Self “joins” in RavenDB

time to read 6 min | 1106 words

A customer had an interesting problem in the mailing list. He had the following model:

public class Case
{
    public string Id { get; set; }
    public string[] CasesCitedByThisCase { get; set; }
    public string Name { get; set; }
    // other interesting properties
}

And he needed to be able to query and sort by the case’s properties, but also by its importance. A case important is determined by how many other cases are citing it.

This seems hard to do, because you cannot access other documents during standard indexing, so you have to use map reduce to make this work. The problem is that it is really hard to just map/reduce to make this work, you need two disparate sets of information from the documents.

This is why we have multi map, and we can create the appropriate index like this:

public class Cases_Search : AbstractMultiMapIndexCreationTask<Cases_Search.Result>
{
    public class Result
    {
        public string Id { get; set; }
        public int TimesCited { get; set; }
        public string Name { get; set; }
    }

    public Cases_Search()
    {
        AddMap<Case>(cases =>
                        from c in cases
                        select new
                        {
                        c.Id,
                        c.Name,
                        TimesCited = 0
                        }
            );

        AddMap<Case>(cases =>
                        from c in cases
                        from cited in c.CasesCitedByThisCase
                        select new
                        {
                            Id = cited,
                            Name = (string)null,
                            TimesCited = 1
                        }
            );

        Reduce = results =>
                    from result in results
                    group result by result.Id
                    into g
                    select new
                    {
                    Id = g.Key,
                    Name = g.Select(x => x.Name).FirstOrDefault(x => x != null),
                    TimesCited = g.Sum(x => x.TimesCited)
================================
● **Exercises**
[a] Reproduce the RavenDB article word for word, starting at "This seems hard" and ending at "public Cases_Search()".
[b] Quote the records, starting at their beginning and ending at the line that contains "positive clicks: (879, 414)".

● **Data extracts**
================================
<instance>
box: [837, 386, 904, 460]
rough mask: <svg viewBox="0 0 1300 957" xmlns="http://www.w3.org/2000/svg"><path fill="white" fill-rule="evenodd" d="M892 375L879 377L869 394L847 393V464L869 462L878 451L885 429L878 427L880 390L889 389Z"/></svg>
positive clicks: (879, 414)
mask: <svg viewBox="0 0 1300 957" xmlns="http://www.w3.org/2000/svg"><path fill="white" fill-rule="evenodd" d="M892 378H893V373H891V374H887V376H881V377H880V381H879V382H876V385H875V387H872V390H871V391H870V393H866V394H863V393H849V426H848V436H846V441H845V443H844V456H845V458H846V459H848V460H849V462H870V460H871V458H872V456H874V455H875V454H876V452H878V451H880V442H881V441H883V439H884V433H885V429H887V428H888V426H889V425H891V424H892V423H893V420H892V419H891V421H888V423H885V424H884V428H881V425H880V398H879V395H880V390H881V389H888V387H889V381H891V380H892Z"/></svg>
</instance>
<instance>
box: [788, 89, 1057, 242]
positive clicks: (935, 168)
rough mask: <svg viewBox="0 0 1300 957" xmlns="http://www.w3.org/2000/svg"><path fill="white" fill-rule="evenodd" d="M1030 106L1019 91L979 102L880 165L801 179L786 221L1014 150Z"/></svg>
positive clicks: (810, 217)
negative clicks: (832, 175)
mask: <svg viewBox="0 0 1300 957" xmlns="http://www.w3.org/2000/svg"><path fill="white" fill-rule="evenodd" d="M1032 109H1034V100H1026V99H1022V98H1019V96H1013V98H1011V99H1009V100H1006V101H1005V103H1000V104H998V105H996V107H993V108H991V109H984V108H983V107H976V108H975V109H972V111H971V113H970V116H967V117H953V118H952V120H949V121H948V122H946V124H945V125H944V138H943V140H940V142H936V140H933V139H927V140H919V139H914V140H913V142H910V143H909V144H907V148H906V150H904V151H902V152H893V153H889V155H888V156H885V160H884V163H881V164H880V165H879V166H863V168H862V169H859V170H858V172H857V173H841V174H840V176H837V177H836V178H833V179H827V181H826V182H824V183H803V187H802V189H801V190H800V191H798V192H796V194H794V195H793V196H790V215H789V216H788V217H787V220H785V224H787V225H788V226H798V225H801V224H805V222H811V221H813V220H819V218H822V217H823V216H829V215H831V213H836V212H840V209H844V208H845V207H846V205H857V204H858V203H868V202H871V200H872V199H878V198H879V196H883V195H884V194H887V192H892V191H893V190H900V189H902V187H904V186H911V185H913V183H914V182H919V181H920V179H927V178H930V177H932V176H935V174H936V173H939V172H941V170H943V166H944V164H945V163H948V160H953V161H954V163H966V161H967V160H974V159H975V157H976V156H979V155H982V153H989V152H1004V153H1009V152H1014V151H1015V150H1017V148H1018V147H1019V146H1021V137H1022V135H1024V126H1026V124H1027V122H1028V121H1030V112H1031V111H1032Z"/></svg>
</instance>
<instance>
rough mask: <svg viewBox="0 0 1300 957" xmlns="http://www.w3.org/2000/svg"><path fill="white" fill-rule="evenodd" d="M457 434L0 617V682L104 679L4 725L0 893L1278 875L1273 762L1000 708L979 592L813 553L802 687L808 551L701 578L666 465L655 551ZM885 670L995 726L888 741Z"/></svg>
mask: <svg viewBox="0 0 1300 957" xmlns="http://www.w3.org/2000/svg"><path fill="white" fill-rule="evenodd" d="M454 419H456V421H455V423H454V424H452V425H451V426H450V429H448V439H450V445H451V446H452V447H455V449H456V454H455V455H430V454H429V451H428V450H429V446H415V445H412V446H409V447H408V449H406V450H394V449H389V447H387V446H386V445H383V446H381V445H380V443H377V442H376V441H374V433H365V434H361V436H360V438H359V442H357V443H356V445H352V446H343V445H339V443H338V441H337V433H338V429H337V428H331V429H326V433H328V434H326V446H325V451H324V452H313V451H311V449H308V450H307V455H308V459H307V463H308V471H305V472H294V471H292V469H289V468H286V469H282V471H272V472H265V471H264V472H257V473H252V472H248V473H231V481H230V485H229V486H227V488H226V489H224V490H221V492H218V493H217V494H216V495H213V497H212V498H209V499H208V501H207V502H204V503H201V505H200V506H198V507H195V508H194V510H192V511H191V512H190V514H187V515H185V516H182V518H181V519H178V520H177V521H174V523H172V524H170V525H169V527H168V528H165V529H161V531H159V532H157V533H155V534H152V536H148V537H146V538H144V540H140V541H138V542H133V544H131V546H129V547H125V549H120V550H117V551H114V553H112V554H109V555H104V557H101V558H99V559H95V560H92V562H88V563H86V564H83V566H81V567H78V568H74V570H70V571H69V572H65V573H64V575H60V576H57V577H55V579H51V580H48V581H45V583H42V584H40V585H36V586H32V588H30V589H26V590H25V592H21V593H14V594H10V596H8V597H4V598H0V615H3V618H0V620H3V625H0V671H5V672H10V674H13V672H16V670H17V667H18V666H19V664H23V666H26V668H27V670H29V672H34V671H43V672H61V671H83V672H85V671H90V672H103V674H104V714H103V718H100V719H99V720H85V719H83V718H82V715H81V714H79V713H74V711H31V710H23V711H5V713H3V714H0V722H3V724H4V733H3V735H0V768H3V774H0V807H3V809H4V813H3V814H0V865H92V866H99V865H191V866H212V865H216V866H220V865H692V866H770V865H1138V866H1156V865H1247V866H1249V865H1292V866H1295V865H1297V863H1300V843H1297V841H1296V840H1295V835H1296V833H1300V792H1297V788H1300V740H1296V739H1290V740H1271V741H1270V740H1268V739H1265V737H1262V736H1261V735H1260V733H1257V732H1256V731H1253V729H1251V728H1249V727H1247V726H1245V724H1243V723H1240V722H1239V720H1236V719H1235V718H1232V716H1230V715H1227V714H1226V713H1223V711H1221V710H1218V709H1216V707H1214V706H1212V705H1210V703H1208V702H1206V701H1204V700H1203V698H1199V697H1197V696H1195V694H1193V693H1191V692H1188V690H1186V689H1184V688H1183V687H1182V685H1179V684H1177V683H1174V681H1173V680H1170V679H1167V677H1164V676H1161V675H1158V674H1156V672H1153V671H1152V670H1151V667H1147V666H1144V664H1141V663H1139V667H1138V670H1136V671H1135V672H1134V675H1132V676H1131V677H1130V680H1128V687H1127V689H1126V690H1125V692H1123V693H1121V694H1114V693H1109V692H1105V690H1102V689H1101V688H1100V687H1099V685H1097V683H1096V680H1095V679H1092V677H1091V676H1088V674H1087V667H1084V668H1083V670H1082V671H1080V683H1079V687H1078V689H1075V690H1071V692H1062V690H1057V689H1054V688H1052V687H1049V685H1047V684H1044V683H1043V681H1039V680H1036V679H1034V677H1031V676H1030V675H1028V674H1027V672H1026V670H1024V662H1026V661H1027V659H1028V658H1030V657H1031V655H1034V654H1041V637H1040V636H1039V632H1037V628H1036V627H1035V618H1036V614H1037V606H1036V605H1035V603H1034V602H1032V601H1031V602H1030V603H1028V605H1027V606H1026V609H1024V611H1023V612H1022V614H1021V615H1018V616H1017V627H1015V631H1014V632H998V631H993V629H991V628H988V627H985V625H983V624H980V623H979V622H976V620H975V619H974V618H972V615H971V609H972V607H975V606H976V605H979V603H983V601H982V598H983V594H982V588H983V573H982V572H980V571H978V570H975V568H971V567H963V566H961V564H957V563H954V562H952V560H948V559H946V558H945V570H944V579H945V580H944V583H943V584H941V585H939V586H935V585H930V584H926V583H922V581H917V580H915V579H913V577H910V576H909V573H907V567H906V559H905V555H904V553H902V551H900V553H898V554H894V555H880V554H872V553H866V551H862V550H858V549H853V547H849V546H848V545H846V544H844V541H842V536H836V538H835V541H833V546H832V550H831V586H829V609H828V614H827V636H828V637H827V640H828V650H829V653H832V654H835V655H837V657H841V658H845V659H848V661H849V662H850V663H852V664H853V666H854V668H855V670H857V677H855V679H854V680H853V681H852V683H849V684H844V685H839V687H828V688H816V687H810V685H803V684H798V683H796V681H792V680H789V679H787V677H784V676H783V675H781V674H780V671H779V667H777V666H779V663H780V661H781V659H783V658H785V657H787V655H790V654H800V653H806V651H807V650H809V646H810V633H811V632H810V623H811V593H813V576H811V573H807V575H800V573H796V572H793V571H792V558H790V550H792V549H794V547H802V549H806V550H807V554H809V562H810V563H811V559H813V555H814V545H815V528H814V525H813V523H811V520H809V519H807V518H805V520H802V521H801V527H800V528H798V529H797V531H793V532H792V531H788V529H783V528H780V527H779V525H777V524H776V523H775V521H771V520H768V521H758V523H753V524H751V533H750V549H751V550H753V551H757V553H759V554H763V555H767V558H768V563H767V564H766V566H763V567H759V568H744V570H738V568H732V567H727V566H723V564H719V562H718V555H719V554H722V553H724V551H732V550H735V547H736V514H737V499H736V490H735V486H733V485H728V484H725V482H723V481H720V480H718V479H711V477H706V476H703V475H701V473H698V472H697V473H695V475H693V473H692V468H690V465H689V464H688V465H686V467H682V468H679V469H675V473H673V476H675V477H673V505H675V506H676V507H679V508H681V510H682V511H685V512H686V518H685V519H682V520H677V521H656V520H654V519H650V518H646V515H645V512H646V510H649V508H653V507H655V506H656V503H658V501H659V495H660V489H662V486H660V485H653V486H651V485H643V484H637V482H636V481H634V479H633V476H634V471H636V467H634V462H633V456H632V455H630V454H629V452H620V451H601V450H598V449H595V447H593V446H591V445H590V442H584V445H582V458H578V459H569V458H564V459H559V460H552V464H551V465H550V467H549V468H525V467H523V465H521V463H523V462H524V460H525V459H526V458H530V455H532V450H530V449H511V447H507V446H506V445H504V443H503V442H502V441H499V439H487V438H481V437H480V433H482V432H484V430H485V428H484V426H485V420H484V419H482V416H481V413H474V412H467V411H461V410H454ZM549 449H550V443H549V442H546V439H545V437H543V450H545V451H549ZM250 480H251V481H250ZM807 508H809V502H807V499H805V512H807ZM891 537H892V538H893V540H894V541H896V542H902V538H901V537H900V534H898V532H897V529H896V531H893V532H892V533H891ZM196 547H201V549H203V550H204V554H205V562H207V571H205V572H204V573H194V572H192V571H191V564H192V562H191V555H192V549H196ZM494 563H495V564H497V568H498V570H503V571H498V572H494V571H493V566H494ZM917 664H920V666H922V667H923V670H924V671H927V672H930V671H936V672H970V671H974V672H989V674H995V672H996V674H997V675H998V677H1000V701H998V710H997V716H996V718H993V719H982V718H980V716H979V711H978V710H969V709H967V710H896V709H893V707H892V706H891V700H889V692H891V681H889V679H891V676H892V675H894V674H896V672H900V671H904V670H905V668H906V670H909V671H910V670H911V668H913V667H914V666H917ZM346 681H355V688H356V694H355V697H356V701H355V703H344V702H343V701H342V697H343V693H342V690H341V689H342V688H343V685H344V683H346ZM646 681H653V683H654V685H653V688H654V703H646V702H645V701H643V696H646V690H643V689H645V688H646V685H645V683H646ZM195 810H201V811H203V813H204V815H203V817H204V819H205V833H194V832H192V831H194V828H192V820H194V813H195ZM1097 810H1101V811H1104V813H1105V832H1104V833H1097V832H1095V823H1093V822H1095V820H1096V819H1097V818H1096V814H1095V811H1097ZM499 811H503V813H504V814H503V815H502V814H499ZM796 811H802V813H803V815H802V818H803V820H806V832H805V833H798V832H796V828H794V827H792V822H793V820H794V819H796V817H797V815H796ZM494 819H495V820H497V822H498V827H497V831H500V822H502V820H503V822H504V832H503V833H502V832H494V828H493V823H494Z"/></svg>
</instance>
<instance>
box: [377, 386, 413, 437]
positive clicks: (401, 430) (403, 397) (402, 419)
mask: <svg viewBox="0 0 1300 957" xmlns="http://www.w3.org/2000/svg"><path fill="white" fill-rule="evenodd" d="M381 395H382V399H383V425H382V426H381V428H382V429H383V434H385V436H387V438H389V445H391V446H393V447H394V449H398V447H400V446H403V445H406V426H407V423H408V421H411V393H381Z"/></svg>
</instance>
================================
● **Responses**
[a]
This seems hard to do, because you cannot access other documents during standard indexing, so you have to use map reduce to make this work. The problem is that it is really hard to just map/reduce to make this work, you need two disparate sets of information from the documents.

This is why we have multi map, and we can create the appropriate index like this:

public class Cases_Search : AbstractMultiMapIndexCreationTask<Cases_Search.Result>
{
    public class Result
    {
        public string Id { get; set; }
        public int TimesCited { get; set; }
        public string Name { get; set; }
    }

    public Cases_Search()

[b]
<instance>
box: [837, 386, 904, 460]
rough mask: <svg viewBox="0 0 1300 957" xmlns="http://www.w3.org/2000/svg"><path fill="white" fill-rule="evenodd" d="M892 375L879 377L869 394L847 393V464L869 462L878 451L885 429L878 427L880 390L889 389Z"/></svg>
positive clicks: (879, 414)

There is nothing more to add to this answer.